BEGIN DATASET ENTRIES

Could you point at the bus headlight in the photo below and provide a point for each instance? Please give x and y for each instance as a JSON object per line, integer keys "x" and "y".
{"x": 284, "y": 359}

END DATASET ENTRIES
BEGIN DATASET ENTRIES

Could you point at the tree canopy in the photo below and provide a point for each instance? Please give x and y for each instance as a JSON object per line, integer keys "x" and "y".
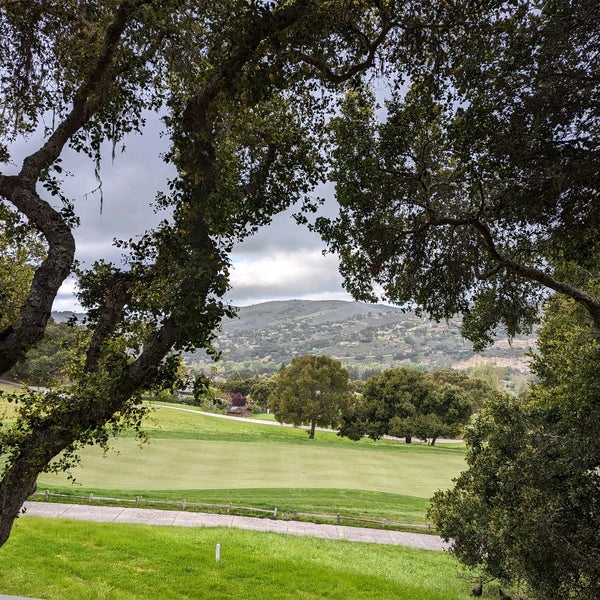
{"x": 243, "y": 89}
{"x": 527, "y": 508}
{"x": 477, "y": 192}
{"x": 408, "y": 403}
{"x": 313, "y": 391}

END DATASET ENTRIES

List each line of the items above that contains the word "photo", matching case exactly.

EXERCISE RESULT:
Could you point at the bus headlight in the photo below and provide a point for each instance? Please give x and y for each instance as a JSON object per line, integer keys "x" and "y".
Could you point at the tree canopy in the photo below and provide a point for each instance? Please give x and y for each instance as a JSON object per line, integer keys "x" and "y".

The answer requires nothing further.